=== What to do ===
Every line of the data is to be output verbatim.

=== The input ===
================================

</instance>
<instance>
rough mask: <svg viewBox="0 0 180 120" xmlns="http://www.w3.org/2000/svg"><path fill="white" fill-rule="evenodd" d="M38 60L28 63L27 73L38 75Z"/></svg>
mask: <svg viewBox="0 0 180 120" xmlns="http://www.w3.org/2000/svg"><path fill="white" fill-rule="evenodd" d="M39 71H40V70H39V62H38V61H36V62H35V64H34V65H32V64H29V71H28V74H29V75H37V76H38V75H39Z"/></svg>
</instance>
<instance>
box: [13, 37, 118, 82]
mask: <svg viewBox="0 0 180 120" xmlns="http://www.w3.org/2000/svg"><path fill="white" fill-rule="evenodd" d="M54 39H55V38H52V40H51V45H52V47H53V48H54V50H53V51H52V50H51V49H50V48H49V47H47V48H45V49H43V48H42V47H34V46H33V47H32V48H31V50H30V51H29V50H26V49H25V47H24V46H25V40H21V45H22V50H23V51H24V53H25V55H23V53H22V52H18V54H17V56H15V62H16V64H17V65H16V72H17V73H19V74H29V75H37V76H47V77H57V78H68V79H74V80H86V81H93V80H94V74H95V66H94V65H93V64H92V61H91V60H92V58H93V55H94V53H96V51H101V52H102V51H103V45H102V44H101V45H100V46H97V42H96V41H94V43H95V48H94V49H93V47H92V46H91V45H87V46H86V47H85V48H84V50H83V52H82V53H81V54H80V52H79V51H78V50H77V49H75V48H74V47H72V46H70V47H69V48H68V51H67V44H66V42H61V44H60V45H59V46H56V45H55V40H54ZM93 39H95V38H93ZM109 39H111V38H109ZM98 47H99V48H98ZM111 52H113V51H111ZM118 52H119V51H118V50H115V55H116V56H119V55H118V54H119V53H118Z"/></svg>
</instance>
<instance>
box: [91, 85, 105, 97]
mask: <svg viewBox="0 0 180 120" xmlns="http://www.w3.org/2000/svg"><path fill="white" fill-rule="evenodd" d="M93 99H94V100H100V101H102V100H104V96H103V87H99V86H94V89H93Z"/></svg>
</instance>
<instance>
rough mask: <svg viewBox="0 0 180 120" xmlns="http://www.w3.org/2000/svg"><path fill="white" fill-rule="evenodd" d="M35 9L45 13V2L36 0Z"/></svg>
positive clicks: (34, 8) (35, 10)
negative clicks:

================================

=== Response box ===
</instance>
<instance>
rough mask: <svg viewBox="0 0 180 120" xmlns="http://www.w3.org/2000/svg"><path fill="white" fill-rule="evenodd" d="M38 60L28 63L27 73L38 75Z"/></svg>
mask: <svg viewBox="0 0 180 120" xmlns="http://www.w3.org/2000/svg"><path fill="white" fill-rule="evenodd" d="M39 71H40V70H39V62H38V61H36V62H35V64H34V65H32V64H29V71H28V74H29V75H37V76H38V75H39Z"/></svg>
</instance>
<instance>
box: [13, 37, 118, 82]
mask: <svg viewBox="0 0 180 120" xmlns="http://www.w3.org/2000/svg"><path fill="white" fill-rule="evenodd" d="M54 39H55V38H52V40H51V45H52V47H53V48H54V50H53V51H52V50H51V49H50V48H49V47H47V48H45V49H43V48H42V47H34V46H33V47H32V48H31V50H30V51H29V50H26V49H25V47H24V46H25V40H21V45H22V50H23V51H24V53H25V55H23V53H22V52H18V54H17V56H15V62H16V64H17V65H16V72H17V73H19V74H29V75H37V76H47V77H57V78H68V79H74V80H86V81H93V80H94V74H95V66H94V65H93V64H92V61H91V60H92V58H93V55H94V53H96V51H101V52H102V51H103V45H102V44H101V45H100V46H97V42H96V41H94V43H95V48H94V49H93V47H92V46H91V45H87V46H86V47H85V48H84V50H83V52H82V53H81V54H80V52H79V51H78V50H77V49H75V48H74V47H72V46H70V47H69V48H68V51H67V44H66V42H61V44H60V45H59V46H56V45H55V40H54ZM93 39H95V38H93ZM109 39H111V38H109ZM98 47H99V48H98ZM111 52H113V51H111ZM118 52H119V51H118V50H115V55H116V56H119V55H118V54H119V53H118Z"/></svg>
</instance>
<instance>
box: [91, 85, 105, 97]
mask: <svg viewBox="0 0 180 120" xmlns="http://www.w3.org/2000/svg"><path fill="white" fill-rule="evenodd" d="M93 99H94V100H100V101H102V100H104V96H103V87H99V86H94V89H93Z"/></svg>
</instance>
<instance>
rough mask: <svg viewBox="0 0 180 120" xmlns="http://www.w3.org/2000/svg"><path fill="white" fill-rule="evenodd" d="M35 9L45 13V2L36 0Z"/></svg>
positive clicks: (34, 8) (35, 10)
negative clicks:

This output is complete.